GIVEN INSTRUCTION >>
Arrange all the records below as a two-column CSV with the header row text,answer, one row per record. Put the record's wording and its answer each in a single quoted field with line breaks turned into spaces, and leave the pictures out.

SUPPLIED DATA >>
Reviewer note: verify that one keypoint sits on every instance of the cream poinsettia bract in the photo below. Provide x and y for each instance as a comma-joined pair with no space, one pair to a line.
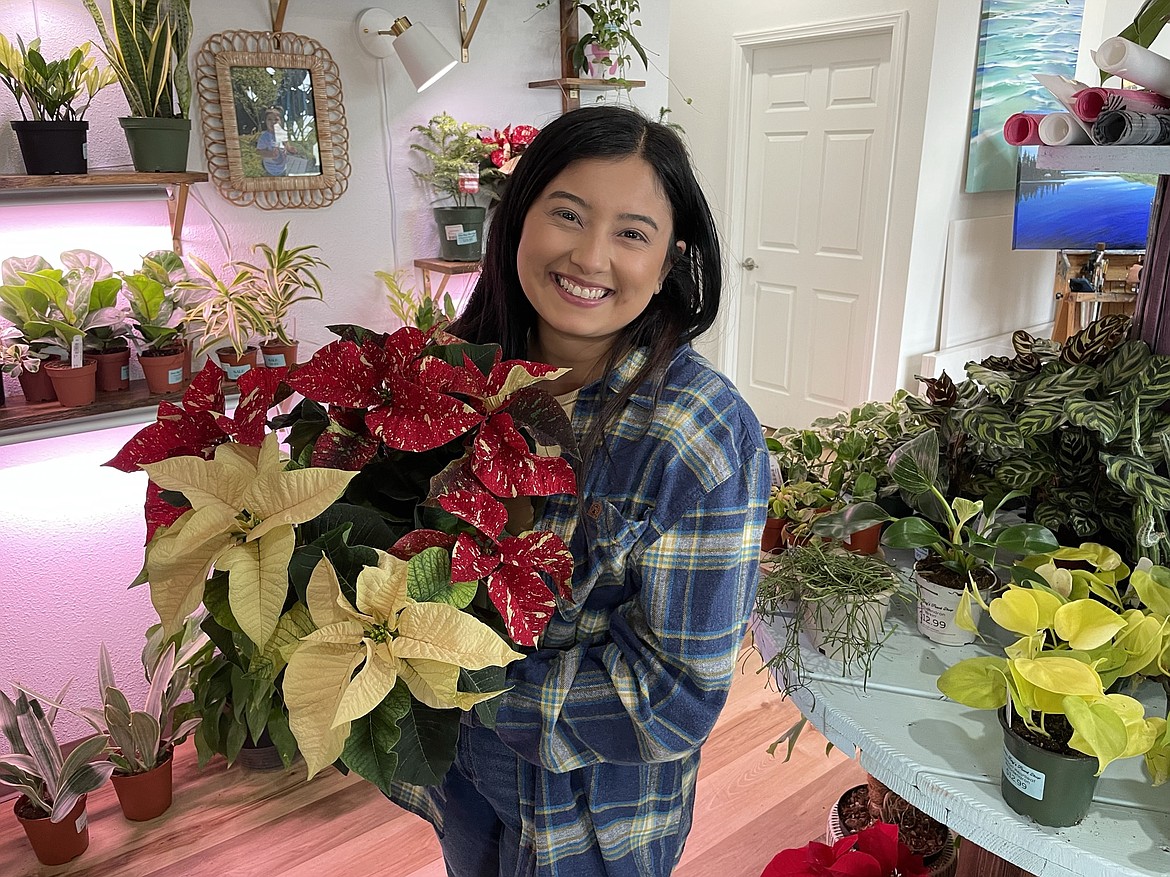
389,636
243,506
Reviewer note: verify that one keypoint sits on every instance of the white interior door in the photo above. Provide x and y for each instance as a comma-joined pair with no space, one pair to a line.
820,132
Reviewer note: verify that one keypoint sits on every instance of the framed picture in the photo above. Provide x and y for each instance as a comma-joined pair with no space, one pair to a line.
274,124
1017,39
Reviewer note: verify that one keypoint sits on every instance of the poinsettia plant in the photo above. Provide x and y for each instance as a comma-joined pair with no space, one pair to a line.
874,851
363,588
507,147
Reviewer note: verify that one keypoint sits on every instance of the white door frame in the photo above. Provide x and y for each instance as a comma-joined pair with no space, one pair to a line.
740,111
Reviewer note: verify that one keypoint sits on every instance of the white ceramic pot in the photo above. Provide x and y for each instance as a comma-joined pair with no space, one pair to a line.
937,606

ANSWER FOR THIS EXERCISE >>
text,answer
"Reviewer note: verify that one keypoint sits on every instance of the cream poinsettia bract in the photo below. Provide x and y for each instance as a comma-joined pair with no space, one pair to a line.","389,636 243,506"
"Reviewer note: verify that one keypoint sits on every instance of the white interior door in the photo above. Provide x and y for each instance as a comma-joined pair with no space, one pair to a line.","820,132"
"Reviewer note: verify that one keypoint sits on every instance of the framed picture in the photo above. Provide x and y for each instance as a comma-joined pair with no space, one pair to a line.","274,124 1017,39"
"Reviewer note: verify that one keypoint sits on every instance of the poinsettia plant in the photo above. Provide x and y for each instance as a comma-joined pair with no space, one pair to a line.","874,851 363,588 507,147"
"Reviewer note: verify that one keypoint sits on every instance of the white door frame in the photo above. Provide x and y for each instance as a comma-joined pair with no space, one pair to a line.","740,111"
"Reviewer note: verify that one keypoint sits on every instance of the white ceramic pot in the photo above. Provide x and y for each instance as a comma-joined pair with no space, one pair to a line.","937,606"